*Exercise directions*
Recast everything from the line containing "Exercise. For every instance of the framed landscape" down to the end of the data as a Markdown table with two columns, Row and Line. Give each line its row number, and leave out blank lines.

──────── Data supplied ────────

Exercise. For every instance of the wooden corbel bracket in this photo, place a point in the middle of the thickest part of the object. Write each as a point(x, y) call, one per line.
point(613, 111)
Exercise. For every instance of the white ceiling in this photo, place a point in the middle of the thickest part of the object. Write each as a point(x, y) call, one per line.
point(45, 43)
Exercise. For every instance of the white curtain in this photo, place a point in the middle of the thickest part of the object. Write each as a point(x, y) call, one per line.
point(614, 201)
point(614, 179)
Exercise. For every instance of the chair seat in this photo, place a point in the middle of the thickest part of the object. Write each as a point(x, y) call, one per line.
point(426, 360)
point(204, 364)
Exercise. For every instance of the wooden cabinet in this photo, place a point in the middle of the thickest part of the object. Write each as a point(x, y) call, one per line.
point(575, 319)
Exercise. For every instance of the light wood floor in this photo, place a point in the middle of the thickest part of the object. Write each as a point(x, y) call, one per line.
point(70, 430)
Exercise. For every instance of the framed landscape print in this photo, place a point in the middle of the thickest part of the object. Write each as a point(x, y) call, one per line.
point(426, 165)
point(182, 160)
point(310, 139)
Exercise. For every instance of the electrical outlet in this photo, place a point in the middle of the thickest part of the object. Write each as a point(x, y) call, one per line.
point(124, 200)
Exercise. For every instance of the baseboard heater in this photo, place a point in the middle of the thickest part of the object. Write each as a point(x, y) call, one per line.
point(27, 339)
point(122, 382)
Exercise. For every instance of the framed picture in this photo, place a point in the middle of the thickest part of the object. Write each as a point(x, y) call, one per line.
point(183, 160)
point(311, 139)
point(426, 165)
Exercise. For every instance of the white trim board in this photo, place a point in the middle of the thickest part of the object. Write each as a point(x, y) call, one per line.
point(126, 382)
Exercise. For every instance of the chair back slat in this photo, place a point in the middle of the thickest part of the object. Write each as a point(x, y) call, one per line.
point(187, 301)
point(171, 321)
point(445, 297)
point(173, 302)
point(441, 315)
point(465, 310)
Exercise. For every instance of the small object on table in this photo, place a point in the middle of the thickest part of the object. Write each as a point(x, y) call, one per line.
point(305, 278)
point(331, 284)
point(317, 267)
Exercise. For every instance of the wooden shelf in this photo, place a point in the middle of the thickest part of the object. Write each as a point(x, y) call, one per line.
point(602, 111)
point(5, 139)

────────

*Solution to this problem*
| Row | Line |
|---|---|
| 1 | Exercise. For every instance of the framed landscape print in this photo, place a point in the middle of the thickest part of the object. Write each as a point(x, y) call, one per line. |
| 2 | point(426, 165) |
| 3 | point(182, 160) |
| 4 | point(310, 139) |
| 5 | Exercise. For every instance of the electrical outlet in this photo, place a point in the middle of the thickest part of the object. Write each as a point(x, y) call, one per line. |
| 6 | point(124, 200) |
| 7 | Exercise. For every instance of the baseboard heater in this photo, place a point in the middle of the thickest part of the object. Write each as a point(x, y) call, one per line. |
| 8 | point(27, 339) |
| 9 | point(122, 382) |
| 10 | Exercise. For every instance of the framed picture in this photo, place a point in the middle of the thickest part of the object. Write each as a point(x, y) call, one per line. |
| 11 | point(183, 160) |
| 12 | point(311, 139) |
| 13 | point(426, 165) |
| 14 | Exercise. For every instance of the white trim board in this photo, place a point in the middle of the thickest part of the object. Write each as a point(x, y) call, one per line. |
| 15 | point(126, 382) |
| 16 | Exercise. For every instance of the chair back slat in this photo, place a point in the middle of the thickest part of the object. Write each as a point(x, y) call, one per line. |
| 17 | point(187, 301) |
| 18 | point(171, 321) |
| 19 | point(445, 297) |
| 20 | point(173, 302) |
| 21 | point(441, 315) |
| 22 | point(465, 310) |
| 23 | Exercise. For every instance of the small object on table in this photo, place a point in the middle of the thickest part of the object. Write each as a point(x, y) call, one per line. |
| 24 | point(305, 278) |
| 25 | point(331, 284) |
| 26 | point(317, 267) |
| 27 | Exercise. For every instance of the wooden shelf in this photo, place a point in the middle of the thickest part of the object. Write each as a point(x, y) call, one per line. |
| 28 | point(602, 111) |
| 29 | point(5, 139) |